Keep the images out while you set down the data exactly.
┄┄┄┄┄┄┄┄┄┄┄┄┄┄┄┄┄┄┄┄
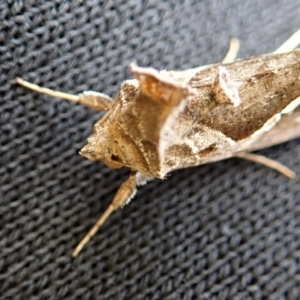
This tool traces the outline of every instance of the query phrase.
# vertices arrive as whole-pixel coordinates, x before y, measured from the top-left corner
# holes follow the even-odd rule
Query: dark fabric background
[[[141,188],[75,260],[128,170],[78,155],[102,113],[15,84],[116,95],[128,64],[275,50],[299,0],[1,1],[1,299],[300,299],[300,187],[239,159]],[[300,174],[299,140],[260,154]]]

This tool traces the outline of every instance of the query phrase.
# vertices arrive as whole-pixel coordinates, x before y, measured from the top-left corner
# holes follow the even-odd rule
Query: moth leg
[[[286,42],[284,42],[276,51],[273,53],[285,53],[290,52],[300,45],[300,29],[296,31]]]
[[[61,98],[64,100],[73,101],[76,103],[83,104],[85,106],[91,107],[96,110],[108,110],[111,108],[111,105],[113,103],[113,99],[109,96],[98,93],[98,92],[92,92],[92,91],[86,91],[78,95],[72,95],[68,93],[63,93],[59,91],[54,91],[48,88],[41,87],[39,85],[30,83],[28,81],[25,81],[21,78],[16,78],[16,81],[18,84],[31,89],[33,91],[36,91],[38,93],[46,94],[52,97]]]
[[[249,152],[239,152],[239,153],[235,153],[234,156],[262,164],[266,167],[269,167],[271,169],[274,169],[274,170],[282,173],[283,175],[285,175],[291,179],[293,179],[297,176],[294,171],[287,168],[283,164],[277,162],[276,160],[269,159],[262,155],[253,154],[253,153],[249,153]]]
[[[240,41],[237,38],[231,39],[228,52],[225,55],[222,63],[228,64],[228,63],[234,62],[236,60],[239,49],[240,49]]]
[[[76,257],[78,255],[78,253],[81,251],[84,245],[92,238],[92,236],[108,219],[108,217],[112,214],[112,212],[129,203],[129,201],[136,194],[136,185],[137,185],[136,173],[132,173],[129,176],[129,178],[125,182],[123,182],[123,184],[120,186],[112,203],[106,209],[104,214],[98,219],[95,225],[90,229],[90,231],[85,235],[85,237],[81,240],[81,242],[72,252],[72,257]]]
┄┄┄┄┄┄┄┄┄┄┄┄┄┄┄┄┄┄┄┄
▶ _SOLUTION FOR THIS EXERCISE_
This tool traces the outline of every instance of the query phrase.
# vertices arrive as whole-pixel coordinates, x before y, measured from the top-left corner
# holes follow the even-odd rule
Query: dark fabric background
[[[141,188],[75,260],[128,170],[78,155],[102,113],[15,84],[116,95],[128,64],[275,50],[299,0],[1,1],[1,299],[300,299],[300,187],[239,159]],[[300,174],[299,140],[260,154]]]

This tool traces the outline of every instance of the query phrase.
# vertices arrive as whole-pixel coordinates, x before y, measured from the top-left corner
# holes follow the even-odd rule
Query: moth leg
[[[286,42],[284,42],[276,51],[273,53],[285,53],[290,52],[300,45],[300,29],[296,31]]]
[[[61,98],[64,100],[73,101],[76,103],[83,104],[85,106],[91,107],[96,110],[108,110],[111,108],[111,105],[113,103],[113,99],[109,96],[98,93],[98,92],[92,92],[92,91],[86,91],[78,95],[72,95],[68,93],[63,93],[59,91],[54,91],[48,88],[41,87],[39,85],[30,83],[28,81],[25,81],[21,78],[16,78],[16,81],[18,84],[31,89],[33,91],[36,91],[38,93],[46,94],[52,97]]]
[[[249,152],[239,152],[239,153],[235,153],[234,156],[262,164],[266,167],[269,167],[271,169],[274,169],[274,170],[282,173],[283,175],[285,175],[291,179],[293,179],[297,176],[294,171],[287,168],[283,164],[277,162],[276,160],[269,159],[262,155],[253,154],[253,153],[249,153]]]
[[[240,41],[237,38],[231,39],[228,52],[225,55],[222,63],[228,64],[228,63],[234,62],[236,60],[239,49],[240,49]]]
[[[76,257],[78,255],[78,253],[81,251],[84,245],[92,238],[92,236],[108,219],[108,217],[112,214],[112,212],[129,203],[129,201],[136,194],[136,185],[137,185],[136,173],[132,173],[129,176],[129,178],[125,182],[123,182],[123,184],[120,186],[112,203],[106,209],[104,214],[98,219],[95,225],[90,229],[90,231],[85,235],[85,237],[81,240],[81,242],[72,252],[72,257]]]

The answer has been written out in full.